Each line from the first down to the one containing "# test: mark one point on the moored" should be returned exactly as it appears below.

(Saved data entries)
--
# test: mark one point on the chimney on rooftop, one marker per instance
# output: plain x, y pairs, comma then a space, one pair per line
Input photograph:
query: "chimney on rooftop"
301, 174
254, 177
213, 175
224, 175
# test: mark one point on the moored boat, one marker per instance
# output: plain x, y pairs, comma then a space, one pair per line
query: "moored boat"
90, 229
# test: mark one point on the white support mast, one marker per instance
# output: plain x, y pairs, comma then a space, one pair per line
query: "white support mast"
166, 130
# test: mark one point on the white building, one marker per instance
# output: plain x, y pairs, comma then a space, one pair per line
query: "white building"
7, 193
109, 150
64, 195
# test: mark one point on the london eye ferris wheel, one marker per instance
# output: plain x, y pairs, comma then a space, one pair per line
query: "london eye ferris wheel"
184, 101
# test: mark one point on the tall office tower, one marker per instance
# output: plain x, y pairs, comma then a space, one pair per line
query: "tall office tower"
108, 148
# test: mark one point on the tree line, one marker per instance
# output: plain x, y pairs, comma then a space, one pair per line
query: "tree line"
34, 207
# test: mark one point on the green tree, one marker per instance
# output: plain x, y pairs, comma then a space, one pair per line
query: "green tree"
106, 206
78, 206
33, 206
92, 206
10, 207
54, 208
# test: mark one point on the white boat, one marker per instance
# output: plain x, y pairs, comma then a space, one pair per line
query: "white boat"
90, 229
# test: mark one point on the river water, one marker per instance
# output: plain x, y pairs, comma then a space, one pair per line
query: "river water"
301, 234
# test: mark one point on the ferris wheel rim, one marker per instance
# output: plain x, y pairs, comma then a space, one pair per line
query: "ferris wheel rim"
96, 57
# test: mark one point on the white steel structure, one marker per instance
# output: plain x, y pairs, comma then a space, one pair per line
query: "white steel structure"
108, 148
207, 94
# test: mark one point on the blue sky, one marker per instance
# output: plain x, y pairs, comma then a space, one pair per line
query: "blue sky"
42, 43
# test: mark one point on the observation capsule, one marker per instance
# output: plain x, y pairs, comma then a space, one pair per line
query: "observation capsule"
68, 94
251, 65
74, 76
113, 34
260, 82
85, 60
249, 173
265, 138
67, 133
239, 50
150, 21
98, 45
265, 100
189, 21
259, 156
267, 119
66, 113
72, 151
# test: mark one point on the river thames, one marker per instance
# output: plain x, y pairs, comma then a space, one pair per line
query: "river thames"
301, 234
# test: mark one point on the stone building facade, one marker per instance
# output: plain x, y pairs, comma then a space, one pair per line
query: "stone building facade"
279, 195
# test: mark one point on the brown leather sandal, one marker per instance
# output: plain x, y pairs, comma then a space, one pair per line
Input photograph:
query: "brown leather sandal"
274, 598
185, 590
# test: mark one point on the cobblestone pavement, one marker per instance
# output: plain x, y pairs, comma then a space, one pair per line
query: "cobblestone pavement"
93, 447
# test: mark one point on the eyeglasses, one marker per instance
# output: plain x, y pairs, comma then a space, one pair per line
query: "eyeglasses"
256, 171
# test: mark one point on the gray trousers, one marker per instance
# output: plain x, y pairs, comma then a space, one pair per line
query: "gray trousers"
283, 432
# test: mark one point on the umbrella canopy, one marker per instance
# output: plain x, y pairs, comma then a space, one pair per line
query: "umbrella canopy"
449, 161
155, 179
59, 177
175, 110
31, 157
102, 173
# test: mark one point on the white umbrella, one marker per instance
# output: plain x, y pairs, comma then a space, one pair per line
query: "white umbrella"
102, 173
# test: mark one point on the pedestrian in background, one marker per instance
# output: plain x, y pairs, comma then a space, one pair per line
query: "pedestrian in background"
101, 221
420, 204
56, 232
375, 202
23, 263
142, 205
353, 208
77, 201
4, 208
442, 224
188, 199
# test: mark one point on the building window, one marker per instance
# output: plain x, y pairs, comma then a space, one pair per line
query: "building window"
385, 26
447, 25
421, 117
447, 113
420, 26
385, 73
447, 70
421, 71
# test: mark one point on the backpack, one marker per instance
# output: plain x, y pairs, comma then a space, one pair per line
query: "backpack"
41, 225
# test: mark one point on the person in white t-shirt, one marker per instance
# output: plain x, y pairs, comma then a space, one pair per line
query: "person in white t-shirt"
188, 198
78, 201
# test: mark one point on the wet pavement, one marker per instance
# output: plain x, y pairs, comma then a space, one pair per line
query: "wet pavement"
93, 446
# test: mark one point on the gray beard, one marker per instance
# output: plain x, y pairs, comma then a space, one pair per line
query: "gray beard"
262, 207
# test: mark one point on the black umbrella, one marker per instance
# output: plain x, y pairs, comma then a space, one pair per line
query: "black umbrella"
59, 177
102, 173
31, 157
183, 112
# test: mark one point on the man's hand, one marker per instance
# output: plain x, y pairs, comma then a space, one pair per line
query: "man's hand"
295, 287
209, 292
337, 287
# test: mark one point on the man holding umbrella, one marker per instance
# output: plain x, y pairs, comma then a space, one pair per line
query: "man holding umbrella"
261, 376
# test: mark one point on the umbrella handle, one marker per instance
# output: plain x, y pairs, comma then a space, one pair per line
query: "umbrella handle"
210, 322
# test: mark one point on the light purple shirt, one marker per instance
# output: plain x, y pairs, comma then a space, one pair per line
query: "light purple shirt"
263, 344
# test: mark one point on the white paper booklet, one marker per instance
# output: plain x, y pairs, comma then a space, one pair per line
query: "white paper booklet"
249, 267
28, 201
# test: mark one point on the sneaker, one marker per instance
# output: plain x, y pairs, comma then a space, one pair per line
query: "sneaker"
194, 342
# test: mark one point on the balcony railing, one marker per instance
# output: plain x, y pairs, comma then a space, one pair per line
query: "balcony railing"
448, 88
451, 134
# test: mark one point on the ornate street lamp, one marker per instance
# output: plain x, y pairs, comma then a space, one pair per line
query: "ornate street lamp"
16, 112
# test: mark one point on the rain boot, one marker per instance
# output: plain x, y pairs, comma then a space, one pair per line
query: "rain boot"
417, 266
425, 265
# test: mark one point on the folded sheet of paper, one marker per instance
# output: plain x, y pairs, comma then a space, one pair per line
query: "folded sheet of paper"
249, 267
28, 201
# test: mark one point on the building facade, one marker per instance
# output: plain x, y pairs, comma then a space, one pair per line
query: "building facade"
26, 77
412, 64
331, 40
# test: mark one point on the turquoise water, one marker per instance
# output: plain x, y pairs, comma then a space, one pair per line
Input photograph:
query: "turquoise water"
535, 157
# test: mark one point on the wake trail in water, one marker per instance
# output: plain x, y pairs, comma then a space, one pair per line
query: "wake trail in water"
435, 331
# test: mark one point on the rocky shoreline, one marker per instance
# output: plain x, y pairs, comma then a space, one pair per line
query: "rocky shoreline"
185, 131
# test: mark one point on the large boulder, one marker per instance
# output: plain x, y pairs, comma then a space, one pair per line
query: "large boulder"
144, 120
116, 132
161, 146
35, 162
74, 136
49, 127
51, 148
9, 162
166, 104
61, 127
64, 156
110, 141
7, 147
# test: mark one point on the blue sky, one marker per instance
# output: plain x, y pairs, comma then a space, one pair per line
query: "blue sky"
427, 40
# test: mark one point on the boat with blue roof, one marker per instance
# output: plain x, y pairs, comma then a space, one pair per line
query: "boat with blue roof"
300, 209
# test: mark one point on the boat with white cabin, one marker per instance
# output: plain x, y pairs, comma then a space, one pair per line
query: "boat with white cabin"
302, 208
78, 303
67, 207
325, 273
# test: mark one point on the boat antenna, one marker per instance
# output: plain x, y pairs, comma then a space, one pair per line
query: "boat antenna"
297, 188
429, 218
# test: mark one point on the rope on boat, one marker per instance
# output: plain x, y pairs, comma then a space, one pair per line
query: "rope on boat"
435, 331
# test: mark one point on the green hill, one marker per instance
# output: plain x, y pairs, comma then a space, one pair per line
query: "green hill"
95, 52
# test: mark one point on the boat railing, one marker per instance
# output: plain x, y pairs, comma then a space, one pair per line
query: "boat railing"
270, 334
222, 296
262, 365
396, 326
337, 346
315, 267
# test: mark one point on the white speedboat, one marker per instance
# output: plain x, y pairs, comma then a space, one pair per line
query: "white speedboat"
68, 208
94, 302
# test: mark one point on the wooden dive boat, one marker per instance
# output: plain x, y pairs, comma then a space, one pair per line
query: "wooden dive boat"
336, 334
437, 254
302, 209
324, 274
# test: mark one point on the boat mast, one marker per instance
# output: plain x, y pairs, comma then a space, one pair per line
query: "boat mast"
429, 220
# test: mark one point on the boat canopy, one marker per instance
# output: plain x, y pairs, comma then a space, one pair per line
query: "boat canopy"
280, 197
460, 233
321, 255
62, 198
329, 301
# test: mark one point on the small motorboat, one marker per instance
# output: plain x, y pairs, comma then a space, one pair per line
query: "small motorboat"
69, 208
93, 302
--
## ANSWER TO THIS PROBLEM
# test: mark one point on the chimney on rooftop, one marker per instance
# output: plain x, y pairs, comma then a space, one pair per line
Input photograph:
query: "chimney on rooftop"
301, 174
254, 177
213, 175
224, 175
# test: mark one point on the moored boat, one marker per instance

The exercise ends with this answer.